> PROBLEM STATEMENT
Find the line that contains "[spot] the carved cornice, one". Then set down that line and all the lines after it, to the end of the records, exactly and with nothing added.

> RECORD EXCERPTS

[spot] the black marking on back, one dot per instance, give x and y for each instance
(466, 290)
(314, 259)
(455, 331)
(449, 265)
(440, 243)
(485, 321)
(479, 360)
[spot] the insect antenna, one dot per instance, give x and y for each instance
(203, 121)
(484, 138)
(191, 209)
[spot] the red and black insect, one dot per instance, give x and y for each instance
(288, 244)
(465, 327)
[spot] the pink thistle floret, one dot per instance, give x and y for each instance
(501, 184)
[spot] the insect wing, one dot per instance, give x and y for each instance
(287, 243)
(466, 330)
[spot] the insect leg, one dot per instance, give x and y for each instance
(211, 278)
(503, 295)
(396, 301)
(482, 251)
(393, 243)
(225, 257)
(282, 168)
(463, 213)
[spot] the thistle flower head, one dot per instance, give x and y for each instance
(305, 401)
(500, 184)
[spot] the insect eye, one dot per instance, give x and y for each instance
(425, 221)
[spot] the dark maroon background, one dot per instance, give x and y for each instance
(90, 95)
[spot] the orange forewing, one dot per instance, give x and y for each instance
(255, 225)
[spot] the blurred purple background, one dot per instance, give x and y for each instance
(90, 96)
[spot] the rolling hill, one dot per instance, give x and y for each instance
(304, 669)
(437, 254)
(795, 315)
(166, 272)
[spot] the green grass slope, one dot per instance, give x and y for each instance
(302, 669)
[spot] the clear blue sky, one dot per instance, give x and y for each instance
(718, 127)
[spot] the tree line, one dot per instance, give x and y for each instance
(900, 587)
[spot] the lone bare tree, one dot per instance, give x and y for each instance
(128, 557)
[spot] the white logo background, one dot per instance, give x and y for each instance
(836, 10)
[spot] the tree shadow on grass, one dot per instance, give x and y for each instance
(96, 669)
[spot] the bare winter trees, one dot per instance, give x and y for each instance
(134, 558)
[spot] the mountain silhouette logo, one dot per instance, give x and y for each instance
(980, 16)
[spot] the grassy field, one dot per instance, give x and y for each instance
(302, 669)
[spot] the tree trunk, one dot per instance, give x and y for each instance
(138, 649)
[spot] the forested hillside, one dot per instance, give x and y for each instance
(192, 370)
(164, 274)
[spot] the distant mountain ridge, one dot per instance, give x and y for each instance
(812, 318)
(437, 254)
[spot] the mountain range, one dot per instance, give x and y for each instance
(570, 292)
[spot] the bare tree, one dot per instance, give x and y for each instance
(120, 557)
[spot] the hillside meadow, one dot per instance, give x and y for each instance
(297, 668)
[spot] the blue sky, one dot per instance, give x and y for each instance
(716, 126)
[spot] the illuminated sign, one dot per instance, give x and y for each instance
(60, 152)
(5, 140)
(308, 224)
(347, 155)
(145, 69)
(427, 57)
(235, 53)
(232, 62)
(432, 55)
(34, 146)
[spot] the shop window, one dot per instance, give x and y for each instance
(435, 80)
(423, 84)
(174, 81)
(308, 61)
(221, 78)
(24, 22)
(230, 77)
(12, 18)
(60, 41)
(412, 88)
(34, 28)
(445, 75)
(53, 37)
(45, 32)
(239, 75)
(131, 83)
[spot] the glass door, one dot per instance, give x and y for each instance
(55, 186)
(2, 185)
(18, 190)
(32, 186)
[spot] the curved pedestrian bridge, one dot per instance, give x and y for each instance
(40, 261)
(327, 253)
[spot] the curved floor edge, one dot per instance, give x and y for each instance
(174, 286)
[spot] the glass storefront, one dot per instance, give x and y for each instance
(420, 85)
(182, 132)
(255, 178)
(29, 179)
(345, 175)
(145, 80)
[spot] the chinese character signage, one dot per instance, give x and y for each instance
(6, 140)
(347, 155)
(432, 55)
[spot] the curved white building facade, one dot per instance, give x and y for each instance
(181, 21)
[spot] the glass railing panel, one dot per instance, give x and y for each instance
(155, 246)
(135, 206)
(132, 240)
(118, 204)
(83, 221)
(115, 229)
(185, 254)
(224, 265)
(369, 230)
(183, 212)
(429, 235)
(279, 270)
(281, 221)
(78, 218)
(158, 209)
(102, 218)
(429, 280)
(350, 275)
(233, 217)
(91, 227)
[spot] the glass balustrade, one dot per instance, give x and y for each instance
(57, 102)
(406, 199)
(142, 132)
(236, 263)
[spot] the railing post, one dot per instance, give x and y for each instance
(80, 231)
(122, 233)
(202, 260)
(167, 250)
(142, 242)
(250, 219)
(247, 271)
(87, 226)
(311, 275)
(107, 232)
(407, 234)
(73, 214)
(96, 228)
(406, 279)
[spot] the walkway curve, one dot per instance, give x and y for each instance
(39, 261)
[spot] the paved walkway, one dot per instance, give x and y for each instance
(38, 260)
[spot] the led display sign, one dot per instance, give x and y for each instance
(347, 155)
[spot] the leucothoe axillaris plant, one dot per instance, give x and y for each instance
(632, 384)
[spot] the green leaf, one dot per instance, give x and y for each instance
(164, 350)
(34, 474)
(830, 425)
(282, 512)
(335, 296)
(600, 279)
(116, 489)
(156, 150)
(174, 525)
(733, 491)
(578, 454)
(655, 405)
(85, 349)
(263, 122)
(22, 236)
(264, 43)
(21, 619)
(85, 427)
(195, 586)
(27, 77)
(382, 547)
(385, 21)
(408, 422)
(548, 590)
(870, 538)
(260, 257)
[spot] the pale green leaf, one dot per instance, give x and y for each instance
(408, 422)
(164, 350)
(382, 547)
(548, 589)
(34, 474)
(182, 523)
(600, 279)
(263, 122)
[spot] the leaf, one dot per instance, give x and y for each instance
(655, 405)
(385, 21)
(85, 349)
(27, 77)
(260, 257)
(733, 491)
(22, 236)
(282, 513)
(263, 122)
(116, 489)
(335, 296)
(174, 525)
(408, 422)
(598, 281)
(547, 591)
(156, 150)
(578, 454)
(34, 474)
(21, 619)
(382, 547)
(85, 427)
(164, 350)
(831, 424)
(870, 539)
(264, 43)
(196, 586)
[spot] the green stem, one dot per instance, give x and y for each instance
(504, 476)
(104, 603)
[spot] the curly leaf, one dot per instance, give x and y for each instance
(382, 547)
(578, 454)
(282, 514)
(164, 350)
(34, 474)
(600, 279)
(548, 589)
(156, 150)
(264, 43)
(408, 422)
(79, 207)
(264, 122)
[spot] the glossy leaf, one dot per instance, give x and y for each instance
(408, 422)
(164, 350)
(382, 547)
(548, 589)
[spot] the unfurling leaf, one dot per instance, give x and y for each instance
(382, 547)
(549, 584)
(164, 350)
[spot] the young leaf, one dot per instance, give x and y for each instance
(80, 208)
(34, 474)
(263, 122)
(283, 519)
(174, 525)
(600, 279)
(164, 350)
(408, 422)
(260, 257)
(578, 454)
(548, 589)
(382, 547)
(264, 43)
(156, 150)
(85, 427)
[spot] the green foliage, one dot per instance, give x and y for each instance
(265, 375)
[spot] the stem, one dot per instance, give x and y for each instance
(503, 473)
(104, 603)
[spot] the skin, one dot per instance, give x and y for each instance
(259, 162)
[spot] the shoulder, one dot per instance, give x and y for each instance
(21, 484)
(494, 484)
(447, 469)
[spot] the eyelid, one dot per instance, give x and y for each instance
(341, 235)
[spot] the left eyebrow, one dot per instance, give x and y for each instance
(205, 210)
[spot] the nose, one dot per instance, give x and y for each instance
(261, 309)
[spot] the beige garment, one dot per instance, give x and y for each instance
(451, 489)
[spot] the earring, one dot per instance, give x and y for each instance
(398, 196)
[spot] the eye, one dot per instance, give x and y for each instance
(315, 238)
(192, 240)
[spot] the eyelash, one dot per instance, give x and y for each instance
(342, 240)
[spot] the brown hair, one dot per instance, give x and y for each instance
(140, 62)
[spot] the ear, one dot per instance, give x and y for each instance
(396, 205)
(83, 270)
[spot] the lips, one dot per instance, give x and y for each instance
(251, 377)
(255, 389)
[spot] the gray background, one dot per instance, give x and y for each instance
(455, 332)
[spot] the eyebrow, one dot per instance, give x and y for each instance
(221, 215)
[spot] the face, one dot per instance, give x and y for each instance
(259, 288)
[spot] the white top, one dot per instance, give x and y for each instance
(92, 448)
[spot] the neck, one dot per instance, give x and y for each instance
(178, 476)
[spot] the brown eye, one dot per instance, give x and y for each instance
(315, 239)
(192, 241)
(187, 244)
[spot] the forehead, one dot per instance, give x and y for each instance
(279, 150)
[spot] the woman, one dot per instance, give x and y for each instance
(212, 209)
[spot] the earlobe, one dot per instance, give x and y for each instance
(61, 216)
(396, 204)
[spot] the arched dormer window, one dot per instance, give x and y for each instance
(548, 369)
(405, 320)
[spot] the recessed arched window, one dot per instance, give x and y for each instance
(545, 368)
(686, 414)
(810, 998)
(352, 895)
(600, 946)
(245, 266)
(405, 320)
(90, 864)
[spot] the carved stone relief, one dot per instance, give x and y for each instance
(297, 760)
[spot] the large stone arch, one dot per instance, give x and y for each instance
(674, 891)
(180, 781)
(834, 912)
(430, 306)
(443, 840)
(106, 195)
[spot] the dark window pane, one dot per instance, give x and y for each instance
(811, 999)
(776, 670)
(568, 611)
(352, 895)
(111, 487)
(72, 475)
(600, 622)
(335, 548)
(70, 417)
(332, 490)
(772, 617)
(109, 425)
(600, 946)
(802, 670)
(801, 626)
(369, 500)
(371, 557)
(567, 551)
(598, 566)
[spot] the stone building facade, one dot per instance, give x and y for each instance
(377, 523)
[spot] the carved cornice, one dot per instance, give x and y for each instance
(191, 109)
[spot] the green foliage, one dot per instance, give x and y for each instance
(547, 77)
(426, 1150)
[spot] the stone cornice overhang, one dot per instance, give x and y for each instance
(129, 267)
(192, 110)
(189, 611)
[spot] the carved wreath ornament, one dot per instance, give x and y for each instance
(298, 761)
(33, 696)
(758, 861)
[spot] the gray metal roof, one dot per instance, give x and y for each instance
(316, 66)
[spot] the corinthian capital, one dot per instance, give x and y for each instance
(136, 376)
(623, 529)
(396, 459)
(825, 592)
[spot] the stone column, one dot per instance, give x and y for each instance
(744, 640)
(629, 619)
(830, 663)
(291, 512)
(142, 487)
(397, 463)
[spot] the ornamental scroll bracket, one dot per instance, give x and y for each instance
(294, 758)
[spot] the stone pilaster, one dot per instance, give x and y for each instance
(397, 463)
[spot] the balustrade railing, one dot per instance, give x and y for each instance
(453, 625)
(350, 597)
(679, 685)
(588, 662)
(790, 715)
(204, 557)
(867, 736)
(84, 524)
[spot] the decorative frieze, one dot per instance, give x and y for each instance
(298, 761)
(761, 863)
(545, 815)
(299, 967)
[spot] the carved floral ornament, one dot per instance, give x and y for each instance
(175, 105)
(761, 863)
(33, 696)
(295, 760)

> EXERCISE RESULT
[spot] the carved cornice, one dot per instance, give x and y for each instance
(191, 109)
[spot] the green foliage, one dot per instance, give x and y for each instance
(547, 77)
(426, 1150)
[spot] the stone cornice overhang, one dot per instance, give x and y for each instance
(129, 267)
(192, 110)
(189, 611)
[spot] the carved wreath ornament, one dot per instance, give x and y for each instance
(298, 761)
(33, 696)
(758, 861)
[spot] the gray metal roof, one dot per instance, give x and y for each instance
(316, 66)
[spot] the corinthian capital, one dot per instance, give x and y for each instance
(136, 376)
(623, 529)
(396, 459)
(825, 592)
[spot] the stone column, one dot per instance, give x and y for each instance
(744, 640)
(629, 619)
(830, 663)
(291, 512)
(142, 487)
(397, 463)
[spot] the ornamental scroll bracket, one dot per instance, give x and y for each instance
(294, 758)
[spot] the stone pilaster, one dot per instance, give x and y for each instance
(397, 463)
[spot] the balustrade railing, one dot per instance, give x and y for each instance
(453, 625)
(350, 597)
(679, 685)
(588, 662)
(790, 715)
(204, 557)
(867, 736)
(84, 524)
[spot] the decorative frieze, one dot per instance, give x and y for each instance
(298, 761)
(761, 863)
(545, 815)
(299, 967)
[spot] the carved floral ornament, one dot per instance, give x and y for each instance
(175, 105)
(761, 863)
(33, 696)
(295, 760)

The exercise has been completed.